Excerpt provided —
>> BEGIN
Take it from here: Advertising is a lot like golf
February 26, 2015
By John Foust
I remember stopping for directions to a golf course.
“How do I get to Sea Palms?” I asked. The young man behind the counter of the convenience store responded with a question of his own, “From here?”
I almost laughed out loud at the absurdity—and the profoundness—of his comment. Directions always start from where we are at the moment.
The game of golf provides us with a fine advertising parallel. Let’s say you hit your drive into the trees. I’ve been there, done that many times. You’re in trouble and need to get out. Because you can’t start over, you have to take the next shot “from here.” Let’s take a look at some steps to take when your golf ball—or your advertiser—is in the trees:
1. Find the ball. In other words, figure out where “here” is. Analyze the advertiser’s original goals and marketing tactics. What has worked in the past? Can you pinpoint what made things veer off course? Has the budget been wisely allocated or has it been spent on an impromptu basis? What about external forces? Have new competitors entered the market? Where are your potential customers spending their time and their money?
>> END
[Records from a dataset]
>> BEGIN
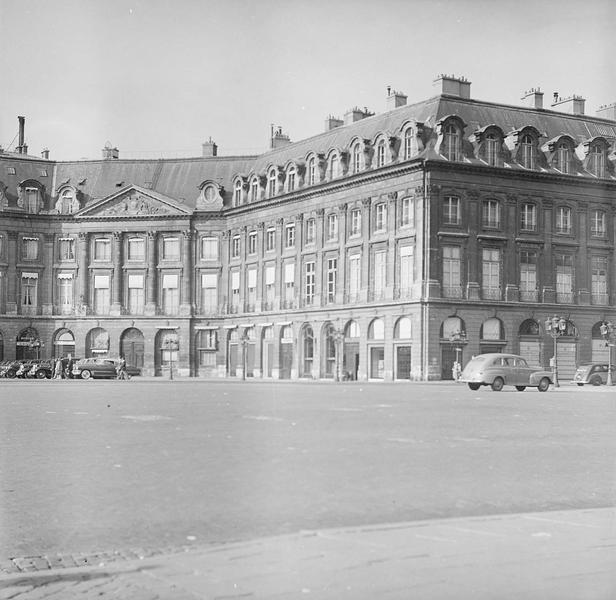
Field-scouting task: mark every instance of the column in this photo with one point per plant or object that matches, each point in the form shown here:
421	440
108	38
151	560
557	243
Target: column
>> END
Problem set —
- A) In the advertising column, what golf course was the writer trying to get directions to?
- B) Extend the advertising column from its last sentence, adding the next steps after "Find the ball" in the same golf-to-advertising style.
You won't need the material for anything here.

Answers below —
- A) Sea Palms.

- B)
2. Pick a target. Obviously, the long-range objective is to put the ball in the hole. But for now, the task at hand is to move closer to that goal, not necessarily put it in the hole with one swing. Should you go for the green and try to blast it through a gap in the trees? Or should you punch it laterally into the fairway, to create a better lie for your next shot?
What’s best for your advertiser? Should you invest a big piece of the budget in an effort to go for the green? Or play it safe with a higher-percentage shot?
3. Pick the right club. Once you decide where and how far you want to hit the ball, the next step is to choose a tactic. If you go for the green, you can propose a big blowout sale—with substantial savings on a number of products and/or services.
If you play it safe, you can: 1) run image ads while you work out a better long-term strategy, 2) dust off and re-use a former offer that worked well, or 3) best of all, test some offers in smaller doses to determine what you should incorporate in a larger promotion.
4. Have a solid swing. A bad swing can result in an even worse location for your next shot. So make sure to pay careful attention to fundamentals. A great concept won’t work if it is introduced with a weak headline. A compelling offer will flop if the expiration date is too soon. And a message that is loaded with claims and exaggerations will be ignored by consumers.
It’s not unusual for ad campaigns to go astray on occasion. When that happens, it’s an ad professional’s job to step up to the ball and take it “from here.” © John Foust 2015. All rights reserved.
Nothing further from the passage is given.